→ **Supplied text**

======

History of Phoenix Roleplaying

2010

Roots

Phoenix Roleplaying was founded in August 2010 by former members of AJJE Games, a Play By Post roleplaying network, after their mass resignation from AJJE in July 2010. In its commitment to fairness and democracy, Phoenix was and is very much a reaction to perceived injustices in AJJE.

The AJJE Schism

The Schism has various names; AJJE calls it “The Great Purge”. Starting in late 2009 and concluding on 11 July 2010, the Schism saw AJJE rent asunder as a group of members stood up against decisions that they felt were unjust. In particular, they were unhappy about Jeannette Giesbrecht, AJJE’s President from October 2009, who they felt was abusing her power.

======

→ **Information shown**
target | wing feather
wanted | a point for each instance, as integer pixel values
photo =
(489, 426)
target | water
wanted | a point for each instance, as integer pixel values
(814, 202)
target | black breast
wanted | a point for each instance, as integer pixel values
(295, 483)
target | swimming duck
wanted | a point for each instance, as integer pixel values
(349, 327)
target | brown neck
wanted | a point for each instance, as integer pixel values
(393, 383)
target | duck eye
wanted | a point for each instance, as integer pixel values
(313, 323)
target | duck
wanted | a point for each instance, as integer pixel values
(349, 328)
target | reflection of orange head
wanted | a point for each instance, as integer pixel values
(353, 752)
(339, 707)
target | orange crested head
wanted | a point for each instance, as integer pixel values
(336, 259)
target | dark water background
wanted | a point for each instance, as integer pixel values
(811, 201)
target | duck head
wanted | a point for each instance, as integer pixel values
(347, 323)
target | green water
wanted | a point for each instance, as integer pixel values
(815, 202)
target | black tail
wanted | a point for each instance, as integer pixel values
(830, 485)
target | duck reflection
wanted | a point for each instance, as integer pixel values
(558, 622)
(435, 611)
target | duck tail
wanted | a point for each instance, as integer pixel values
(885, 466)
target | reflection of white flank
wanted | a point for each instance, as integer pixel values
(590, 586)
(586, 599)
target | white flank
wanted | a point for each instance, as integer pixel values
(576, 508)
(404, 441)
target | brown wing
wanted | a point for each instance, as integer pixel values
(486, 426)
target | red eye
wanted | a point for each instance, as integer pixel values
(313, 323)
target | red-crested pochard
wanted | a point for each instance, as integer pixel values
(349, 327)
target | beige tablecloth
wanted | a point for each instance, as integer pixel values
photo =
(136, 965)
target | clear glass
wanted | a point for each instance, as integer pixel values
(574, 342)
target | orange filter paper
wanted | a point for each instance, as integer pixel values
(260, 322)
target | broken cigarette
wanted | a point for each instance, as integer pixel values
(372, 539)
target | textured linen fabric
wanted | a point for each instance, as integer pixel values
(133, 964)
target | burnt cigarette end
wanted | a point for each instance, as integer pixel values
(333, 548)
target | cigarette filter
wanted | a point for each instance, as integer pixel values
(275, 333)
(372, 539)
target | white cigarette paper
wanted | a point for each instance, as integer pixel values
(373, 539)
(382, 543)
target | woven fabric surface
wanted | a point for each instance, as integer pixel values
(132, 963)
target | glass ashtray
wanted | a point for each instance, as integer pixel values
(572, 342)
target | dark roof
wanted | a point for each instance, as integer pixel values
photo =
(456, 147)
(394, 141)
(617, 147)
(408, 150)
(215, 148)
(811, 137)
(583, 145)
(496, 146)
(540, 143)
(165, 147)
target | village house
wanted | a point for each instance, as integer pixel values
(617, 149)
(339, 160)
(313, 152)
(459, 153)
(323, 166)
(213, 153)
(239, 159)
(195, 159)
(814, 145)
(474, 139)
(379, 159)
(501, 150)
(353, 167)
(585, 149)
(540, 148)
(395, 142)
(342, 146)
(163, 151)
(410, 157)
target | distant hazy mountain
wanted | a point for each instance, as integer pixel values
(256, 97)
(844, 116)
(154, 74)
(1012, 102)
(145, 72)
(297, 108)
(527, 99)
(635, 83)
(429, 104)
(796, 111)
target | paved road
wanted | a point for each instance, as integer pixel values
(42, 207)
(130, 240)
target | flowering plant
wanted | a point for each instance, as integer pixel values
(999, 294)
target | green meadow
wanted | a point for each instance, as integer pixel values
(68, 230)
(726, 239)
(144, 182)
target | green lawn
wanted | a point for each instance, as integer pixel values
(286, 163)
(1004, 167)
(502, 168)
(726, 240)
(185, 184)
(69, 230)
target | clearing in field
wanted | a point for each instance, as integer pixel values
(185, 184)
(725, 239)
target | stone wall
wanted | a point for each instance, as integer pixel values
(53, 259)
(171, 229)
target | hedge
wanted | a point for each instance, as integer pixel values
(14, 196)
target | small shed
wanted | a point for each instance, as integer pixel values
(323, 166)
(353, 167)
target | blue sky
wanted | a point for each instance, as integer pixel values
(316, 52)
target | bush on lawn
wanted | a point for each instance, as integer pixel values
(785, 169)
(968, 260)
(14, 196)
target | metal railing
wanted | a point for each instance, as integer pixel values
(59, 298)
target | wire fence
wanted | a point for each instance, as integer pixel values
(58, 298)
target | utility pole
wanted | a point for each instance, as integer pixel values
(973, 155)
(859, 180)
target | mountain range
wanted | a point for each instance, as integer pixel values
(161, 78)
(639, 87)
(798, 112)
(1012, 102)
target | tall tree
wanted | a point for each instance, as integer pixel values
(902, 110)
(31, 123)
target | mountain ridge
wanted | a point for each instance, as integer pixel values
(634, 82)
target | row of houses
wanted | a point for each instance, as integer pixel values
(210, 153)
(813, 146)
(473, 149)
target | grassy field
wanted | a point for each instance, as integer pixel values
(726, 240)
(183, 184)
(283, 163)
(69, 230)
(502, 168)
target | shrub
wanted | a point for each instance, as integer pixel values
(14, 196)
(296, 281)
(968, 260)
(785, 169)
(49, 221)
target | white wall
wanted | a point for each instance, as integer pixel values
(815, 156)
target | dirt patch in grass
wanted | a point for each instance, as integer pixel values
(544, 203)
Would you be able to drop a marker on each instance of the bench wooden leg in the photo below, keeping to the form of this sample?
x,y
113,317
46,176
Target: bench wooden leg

======

→ **Task instructions**
According to the text on the history of Phoenix Roleplaying, what name does AJJE give to the Schism? The records play no part in what follows.

→ **The output**
"The Great Purge"